::: Information shown

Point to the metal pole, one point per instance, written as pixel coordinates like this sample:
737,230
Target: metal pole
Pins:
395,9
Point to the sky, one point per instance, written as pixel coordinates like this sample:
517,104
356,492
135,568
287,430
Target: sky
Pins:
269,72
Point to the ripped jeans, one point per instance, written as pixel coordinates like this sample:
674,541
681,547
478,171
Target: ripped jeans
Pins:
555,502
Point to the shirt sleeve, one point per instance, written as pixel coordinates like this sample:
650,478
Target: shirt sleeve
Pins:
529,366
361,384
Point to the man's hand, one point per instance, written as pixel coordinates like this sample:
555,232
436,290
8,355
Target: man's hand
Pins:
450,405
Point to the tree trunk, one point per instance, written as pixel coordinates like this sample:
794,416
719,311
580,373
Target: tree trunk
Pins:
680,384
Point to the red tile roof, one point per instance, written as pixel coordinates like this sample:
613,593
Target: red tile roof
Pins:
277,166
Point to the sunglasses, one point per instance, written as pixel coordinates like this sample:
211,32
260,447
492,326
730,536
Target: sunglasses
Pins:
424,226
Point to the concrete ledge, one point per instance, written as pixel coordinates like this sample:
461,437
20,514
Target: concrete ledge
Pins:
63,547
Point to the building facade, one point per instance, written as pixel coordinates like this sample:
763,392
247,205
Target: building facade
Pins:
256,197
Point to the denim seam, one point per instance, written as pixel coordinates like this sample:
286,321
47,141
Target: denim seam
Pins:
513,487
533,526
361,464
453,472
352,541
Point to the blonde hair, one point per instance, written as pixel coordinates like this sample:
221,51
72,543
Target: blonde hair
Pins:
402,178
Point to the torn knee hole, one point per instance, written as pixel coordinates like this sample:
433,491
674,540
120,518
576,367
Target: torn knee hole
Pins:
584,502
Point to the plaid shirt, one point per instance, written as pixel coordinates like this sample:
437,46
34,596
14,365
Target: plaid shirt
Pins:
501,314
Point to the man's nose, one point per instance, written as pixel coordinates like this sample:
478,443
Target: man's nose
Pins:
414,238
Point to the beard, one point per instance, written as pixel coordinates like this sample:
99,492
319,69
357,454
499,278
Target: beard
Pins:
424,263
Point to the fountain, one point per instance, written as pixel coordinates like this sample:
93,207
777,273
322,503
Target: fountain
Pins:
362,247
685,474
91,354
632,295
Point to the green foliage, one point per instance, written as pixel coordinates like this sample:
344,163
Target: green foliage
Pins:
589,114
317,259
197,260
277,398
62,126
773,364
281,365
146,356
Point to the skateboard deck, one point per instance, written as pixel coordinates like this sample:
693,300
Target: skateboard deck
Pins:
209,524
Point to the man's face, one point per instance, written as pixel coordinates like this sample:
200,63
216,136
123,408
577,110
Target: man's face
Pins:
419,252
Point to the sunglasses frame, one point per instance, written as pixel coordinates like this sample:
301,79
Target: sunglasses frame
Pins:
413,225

::::::

Can you reproduce the data above verbatim, from the line containing "Point to the sunglasses frame, one" through the final line of the data, both included?

* _Correct output_:
Point to the sunglasses frame, one point per instance, written as pixel coordinates like this sample:
301,79
Target: sunglasses frame
Pins:
413,225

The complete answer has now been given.